** begin STORED RECORDS **

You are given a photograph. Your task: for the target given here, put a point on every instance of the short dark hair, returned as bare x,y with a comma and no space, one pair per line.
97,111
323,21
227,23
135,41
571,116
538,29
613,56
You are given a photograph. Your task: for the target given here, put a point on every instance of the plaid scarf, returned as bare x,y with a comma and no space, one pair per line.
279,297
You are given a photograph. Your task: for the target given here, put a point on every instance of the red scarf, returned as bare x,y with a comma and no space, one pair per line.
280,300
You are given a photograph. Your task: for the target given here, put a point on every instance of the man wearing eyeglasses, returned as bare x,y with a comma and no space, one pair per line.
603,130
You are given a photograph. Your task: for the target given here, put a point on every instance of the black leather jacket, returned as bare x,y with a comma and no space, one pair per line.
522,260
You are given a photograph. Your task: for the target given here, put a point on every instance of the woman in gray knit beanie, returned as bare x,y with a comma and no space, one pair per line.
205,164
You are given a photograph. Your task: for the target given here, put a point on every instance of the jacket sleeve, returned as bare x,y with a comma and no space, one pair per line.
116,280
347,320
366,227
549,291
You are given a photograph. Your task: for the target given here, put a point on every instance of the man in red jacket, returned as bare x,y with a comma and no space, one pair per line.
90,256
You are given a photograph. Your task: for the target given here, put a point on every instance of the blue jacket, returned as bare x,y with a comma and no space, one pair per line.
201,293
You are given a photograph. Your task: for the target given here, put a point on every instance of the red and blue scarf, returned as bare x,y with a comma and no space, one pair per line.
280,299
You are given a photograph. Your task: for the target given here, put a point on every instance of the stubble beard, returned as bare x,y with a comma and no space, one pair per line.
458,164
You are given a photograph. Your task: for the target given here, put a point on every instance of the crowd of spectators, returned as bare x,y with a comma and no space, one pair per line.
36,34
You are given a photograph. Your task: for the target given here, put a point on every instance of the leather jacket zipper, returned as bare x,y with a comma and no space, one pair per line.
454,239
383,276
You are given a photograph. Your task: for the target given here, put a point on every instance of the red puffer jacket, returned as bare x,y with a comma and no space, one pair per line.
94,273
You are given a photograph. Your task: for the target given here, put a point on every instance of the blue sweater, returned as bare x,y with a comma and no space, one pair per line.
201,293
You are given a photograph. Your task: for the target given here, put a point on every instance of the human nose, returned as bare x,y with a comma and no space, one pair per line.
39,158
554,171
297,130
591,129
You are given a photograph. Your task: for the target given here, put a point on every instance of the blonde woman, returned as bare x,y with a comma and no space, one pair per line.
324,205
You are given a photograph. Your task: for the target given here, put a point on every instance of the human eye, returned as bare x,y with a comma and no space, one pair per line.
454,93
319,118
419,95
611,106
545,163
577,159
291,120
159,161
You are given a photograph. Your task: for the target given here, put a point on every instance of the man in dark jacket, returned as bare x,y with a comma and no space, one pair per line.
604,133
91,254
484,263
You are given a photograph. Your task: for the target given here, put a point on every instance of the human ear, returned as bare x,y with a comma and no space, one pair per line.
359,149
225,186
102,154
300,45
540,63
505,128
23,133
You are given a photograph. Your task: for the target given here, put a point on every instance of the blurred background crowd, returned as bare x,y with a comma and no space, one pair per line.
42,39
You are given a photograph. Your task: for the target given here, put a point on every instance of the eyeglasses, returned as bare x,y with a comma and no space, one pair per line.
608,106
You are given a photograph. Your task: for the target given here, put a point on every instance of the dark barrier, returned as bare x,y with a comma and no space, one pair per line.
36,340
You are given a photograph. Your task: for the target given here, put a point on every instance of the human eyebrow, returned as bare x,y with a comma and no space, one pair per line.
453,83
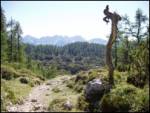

** end STORED RECORDS **

GIVEN EXERCISE – Count how many lines of the rows above contain the word "crowd" and reply with only that number.

RESULT – 2